A shipping bandage, shipping boot, or shipping wrap, is a wrap or boot used on the lower legs to protect those while travelling in a horse trailer or other conveyance. The bandage starts just below the knee or hock, and ends at the floor, protecting the cannon bone, tendons of the lower leg, fetlock, pastern, coronet, and heels of the horse. Some boot designs extend slightly above the knee and hock, offering protection to the joints in the event the horse bumps those on the sides of the trailer.

=== Stable bandages ===

A stable bandage or standing bandage runs from just below the knee or hock to the bottom of the fetlock joint, and protects the cannon bone, tendons of the lower leg, and fetlock joint. Stable bandages offer some protection against minor cuts and bruises in the stable, and can reduce or prevent edema in the legs after hard work, or when a horse is kept standing in a stall for long periods of time.

=== Medical use ===

Stable bandages can be used to hold a poultice on the lower legs, or to hold a dressing on a wound. They can be used to cover wounds to prevent contamination by dirt, urine and feces through contact with stall bedding. They are sometimes used as a base of support for bandages higher up on the leg (such as the knee, hock or even higher) and in this case the lower leg wrap can help prevent swelling from the injury from traveling down the leg.

When a horse injures a leg, it often places more weight and stress on the uninjured leg. To prevent the uninjured leg from swelling, it should also be bandaged to provide support. So both front legs, both hind legs, or all four legs should be bandaged.

.....

## EXERCISE SET
A) Copy the horse bandage text word for word, beginning at the words "A stable bandage" and stopping after "periods of time.".
B) In the horse bandage text, where on the leg does a stable bandage end?

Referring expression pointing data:
.....

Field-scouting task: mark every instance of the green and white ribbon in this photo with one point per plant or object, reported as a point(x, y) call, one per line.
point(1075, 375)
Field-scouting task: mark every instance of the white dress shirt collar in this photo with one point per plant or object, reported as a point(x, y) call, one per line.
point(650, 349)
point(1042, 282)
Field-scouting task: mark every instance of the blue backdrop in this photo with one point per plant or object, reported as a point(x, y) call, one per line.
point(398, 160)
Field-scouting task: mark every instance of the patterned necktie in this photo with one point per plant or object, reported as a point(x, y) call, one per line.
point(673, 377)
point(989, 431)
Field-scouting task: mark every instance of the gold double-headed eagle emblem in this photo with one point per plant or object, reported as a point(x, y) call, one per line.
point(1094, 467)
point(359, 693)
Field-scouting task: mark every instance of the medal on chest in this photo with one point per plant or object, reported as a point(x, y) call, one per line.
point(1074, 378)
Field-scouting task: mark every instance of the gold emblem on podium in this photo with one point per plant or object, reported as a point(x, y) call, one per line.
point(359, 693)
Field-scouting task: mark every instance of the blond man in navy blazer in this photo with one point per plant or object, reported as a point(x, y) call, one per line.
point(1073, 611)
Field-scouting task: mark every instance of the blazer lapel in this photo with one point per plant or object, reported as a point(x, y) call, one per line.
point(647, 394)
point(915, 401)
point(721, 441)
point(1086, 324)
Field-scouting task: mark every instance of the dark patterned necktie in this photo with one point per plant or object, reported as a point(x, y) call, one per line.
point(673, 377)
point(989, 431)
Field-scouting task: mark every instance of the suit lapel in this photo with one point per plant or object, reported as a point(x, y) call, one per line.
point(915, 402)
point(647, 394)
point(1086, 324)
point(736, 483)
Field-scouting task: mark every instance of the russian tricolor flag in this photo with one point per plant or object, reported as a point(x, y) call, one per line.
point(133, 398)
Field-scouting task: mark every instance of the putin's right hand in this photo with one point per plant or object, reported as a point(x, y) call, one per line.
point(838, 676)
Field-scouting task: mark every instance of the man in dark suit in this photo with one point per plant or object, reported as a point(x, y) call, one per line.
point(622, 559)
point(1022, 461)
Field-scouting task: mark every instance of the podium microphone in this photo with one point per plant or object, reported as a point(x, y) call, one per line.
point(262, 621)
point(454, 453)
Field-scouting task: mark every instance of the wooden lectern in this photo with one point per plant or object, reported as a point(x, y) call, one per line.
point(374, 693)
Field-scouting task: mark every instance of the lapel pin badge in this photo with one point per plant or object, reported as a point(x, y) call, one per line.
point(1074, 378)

.....

## SOLUTION LIST
A)
A stable bandage or standing bandage runs from just below the knee or hock to the bottom of the fetlock joint, and protects the cannon bone, tendons of the lower leg, and fetlock joint. Stable bandages offer some protection against minor cuts and bruises in the stable, and can reduce or prevent edema in the legs after hard work, or when a horse is kept standing in a stall for long periods of time.

B) At the bottom of the fetlock joint.